● Activity: Return each entry precisely as it appears below.

● Items from a dataset:

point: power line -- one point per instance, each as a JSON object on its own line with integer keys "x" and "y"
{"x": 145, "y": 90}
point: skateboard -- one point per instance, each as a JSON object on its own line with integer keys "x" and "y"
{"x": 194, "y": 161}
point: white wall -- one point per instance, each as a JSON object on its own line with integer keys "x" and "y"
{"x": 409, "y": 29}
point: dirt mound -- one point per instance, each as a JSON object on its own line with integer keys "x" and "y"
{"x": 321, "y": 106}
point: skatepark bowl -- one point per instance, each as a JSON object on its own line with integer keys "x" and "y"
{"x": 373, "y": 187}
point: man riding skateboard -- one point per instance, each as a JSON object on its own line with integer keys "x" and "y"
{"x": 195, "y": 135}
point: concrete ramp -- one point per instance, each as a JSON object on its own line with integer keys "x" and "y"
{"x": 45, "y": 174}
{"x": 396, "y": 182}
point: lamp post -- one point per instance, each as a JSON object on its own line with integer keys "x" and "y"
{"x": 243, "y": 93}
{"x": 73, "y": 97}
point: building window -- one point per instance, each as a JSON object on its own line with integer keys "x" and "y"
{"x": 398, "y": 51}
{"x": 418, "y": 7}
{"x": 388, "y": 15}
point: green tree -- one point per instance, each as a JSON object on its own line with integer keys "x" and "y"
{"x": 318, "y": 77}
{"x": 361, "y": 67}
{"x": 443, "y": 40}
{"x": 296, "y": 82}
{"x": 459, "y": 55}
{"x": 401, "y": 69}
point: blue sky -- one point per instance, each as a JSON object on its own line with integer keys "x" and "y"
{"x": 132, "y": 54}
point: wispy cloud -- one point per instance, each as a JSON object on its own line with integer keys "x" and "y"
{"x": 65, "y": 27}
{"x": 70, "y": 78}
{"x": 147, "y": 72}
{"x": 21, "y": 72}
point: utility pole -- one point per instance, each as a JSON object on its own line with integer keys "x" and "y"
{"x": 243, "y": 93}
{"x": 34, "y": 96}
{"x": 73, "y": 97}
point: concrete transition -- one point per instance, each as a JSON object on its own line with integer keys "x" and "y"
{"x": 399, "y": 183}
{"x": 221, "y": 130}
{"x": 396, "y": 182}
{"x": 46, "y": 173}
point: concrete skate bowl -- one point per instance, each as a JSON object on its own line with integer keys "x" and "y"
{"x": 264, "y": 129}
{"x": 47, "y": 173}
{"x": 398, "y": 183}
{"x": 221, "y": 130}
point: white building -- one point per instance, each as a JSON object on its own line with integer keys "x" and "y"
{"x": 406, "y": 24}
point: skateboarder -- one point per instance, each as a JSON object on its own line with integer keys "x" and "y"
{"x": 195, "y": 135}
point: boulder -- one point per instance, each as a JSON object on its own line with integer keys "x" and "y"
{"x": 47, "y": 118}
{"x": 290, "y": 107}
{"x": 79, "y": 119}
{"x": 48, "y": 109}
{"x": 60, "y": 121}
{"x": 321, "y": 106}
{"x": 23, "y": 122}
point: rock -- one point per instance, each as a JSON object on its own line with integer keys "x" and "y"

● Output:
point: power line -- one point per instance, each as a JSON object on its own line with integer keys "x" and "y"
{"x": 145, "y": 90}
point: skateboard -- one point per instance, each as a JSON object on its own line with integer keys "x" and "y"
{"x": 194, "y": 161}
point: white wall -- one point per instance, each as a JSON object on its own line with integer keys "x" and "y"
{"x": 409, "y": 29}
point: dirt mound -- one point per instance, each as a JSON object on its own line with integer keys "x" and "y"
{"x": 321, "y": 106}
point: skatepark bowl -- one point per instance, each as a JSON object on its own line with integer keys "x" and "y"
{"x": 373, "y": 187}
point: man riding skateboard -- one point per instance, each as a JSON object on its own line with integer keys "x" and "y"
{"x": 195, "y": 135}
point: concrete ramp -- one point per instance, each as a JSON object on its own line with integer keys "x" and "y"
{"x": 45, "y": 174}
{"x": 396, "y": 182}
point: lamp post -- one point per instance, each as a JSON object on its own line with integer keys "x" and "y"
{"x": 243, "y": 93}
{"x": 73, "y": 97}
point: building window -- one point per instance, each as a JSON object on its own line with integer keys "x" and "y"
{"x": 398, "y": 51}
{"x": 418, "y": 7}
{"x": 388, "y": 15}
point: green tree -- one point per instance, each as a JSON object on its own line with integer keys "x" and "y"
{"x": 318, "y": 77}
{"x": 361, "y": 67}
{"x": 443, "y": 40}
{"x": 296, "y": 82}
{"x": 459, "y": 55}
{"x": 401, "y": 69}
point: blue sky -- one point per instance, each as a JSON object on its own line with integer keys "x" and "y"
{"x": 132, "y": 54}
point: wispy cloud -- one point per instance, each as a JSON object on its own line with integer keys "x" and "y"
{"x": 65, "y": 27}
{"x": 70, "y": 78}
{"x": 147, "y": 72}
{"x": 21, "y": 72}
point: utility pole -- one point per instance, each as a JSON object on its own line with integer keys "x" and "y"
{"x": 243, "y": 93}
{"x": 34, "y": 96}
{"x": 73, "y": 97}
point: concrete transition -- one point per instance, each as a JSON object on its own line with integer keys "x" and "y"
{"x": 399, "y": 183}
{"x": 221, "y": 130}
{"x": 396, "y": 182}
{"x": 46, "y": 173}
point: concrete skate bowl -- one point per instance, each as a JSON object on its own line with integer keys "x" and "y"
{"x": 264, "y": 129}
{"x": 47, "y": 173}
{"x": 398, "y": 183}
{"x": 221, "y": 130}
point: white building -- one point per instance, each as a JSON object on its own line with integer keys "x" and "y"
{"x": 406, "y": 24}
point: skateboarder -- one point per instance, each as a JSON object on its own line with integer keys "x" and "y"
{"x": 195, "y": 135}
point: boulder -- one point per instance, each as a JSON object on its own line with integer keys "x" and "y"
{"x": 47, "y": 118}
{"x": 290, "y": 107}
{"x": 79, "y": 119}
{"x": 48, "y": 109}
{"x": 60, "y": 121}
{"x": 321, "y": 106}
{"x": 23, "y": 122}
point: rock -- one point per instance, each as a JSON object on its own line with integer keys "x" and "y"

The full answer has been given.